Published in final edited form as: Am J Addict. 2019 Jan 21;28(2):71–76. doi: 10.1111/ajad.12858

Impulsiveness as a Predictor of Topiramate Response for Cocaine Use Disorder

Derek Blevins 1, Xin-Qun Wang 2, Sana Sharma 3, Nassima Ait-Daoud 4
PMCID: PMC8107800  NIHMSID: NIHMS1698798  PMID: 30664303

Abstract

Background/Objectives:

Topiramate has been studied in the treatment of substance use disorders and is often used off-label in the treatment of other disorders with impaired impulse control. We sought to determine whether impulsiveness could predict topiramate treatment response in individuals with cocaine use disorder (CUD).

Methods:

In a post-hoc analysis of a 12-week, double-blind, randomized, placebo-controlled trial of topiramate for CUD, we examined the relationship between response to treatment and participants’ baseline score on the Barrett Impulsiveness Scale (BIS-11). During the original trial, topiramate was titrated up to 300 mg/day over 6 weeks and maintained for 6 weeks. All participants received weekly cognitive behavioral therapy.

Results:

Individuals with total BIS-11 scores above the median had 11.2% more cocaine-free days with topiramate versus placebo (Bonferroni corrected p= 0.047). Individuals with first-order factor scores above the median in self-control (Bonferroni corrected p= 0.020) and at or below the median in attention (Bonferroni corrected p = 0.022), and second-order factor scores at or below the median in attentional (Bonferroni corrected p = 0.024) and motor impulsiveness (Bonferroni corrected p = 0.046) were all associated with a greater improvement with topiramate.

§ SUPPLIED INFORMATION
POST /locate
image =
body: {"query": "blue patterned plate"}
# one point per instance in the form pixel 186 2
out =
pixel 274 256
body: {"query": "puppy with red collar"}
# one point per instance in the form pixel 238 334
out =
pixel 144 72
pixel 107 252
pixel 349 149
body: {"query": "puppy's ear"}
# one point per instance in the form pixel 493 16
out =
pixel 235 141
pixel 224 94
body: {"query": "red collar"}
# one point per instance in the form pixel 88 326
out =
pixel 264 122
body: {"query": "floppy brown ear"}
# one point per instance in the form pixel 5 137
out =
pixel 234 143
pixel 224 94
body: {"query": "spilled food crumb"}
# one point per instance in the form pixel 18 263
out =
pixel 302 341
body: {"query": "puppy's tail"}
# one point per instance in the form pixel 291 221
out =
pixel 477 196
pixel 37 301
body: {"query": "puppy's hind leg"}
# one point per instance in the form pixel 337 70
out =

--

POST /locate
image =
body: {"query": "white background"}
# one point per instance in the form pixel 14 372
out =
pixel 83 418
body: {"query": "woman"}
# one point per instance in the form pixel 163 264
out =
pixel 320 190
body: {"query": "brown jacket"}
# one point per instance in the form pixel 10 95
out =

...

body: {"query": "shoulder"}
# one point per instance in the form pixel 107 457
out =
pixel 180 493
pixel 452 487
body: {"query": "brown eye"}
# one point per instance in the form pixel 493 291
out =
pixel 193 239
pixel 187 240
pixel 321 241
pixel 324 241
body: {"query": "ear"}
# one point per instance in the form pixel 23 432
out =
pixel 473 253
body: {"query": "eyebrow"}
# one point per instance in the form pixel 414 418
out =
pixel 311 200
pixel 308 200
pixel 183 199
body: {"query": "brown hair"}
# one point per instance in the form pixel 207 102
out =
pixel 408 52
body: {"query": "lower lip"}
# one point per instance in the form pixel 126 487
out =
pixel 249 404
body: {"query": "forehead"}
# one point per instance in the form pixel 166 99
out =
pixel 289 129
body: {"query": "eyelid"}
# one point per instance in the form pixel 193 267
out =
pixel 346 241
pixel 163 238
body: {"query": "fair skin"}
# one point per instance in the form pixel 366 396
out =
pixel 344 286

§ PROBLEM STATEMENT
Extract the passage of the topiramate abstract starting at "Derek Blevins 1, Xin-Qun" and ending at "use disorder (CUD).", copying it word for word.

§ SOLUTION
Derek Blevins 1, Xin-Qun Wang 2, Sana Sharma 3, Nassima Ait-Daoud 4
PMCID: PMC8107800  NIHMSID: NIHMS1698798  PMID: 30664303

Abstract

Background/Objectives:

Topiramate has been studied in the treatment of substance use disorders and is often used off-label in the treatment of other disorders with impaired impulse control. We sought to determine whether impulsiveness could predict topiramate treatment response in individuals with cocaine use disorder (CUD).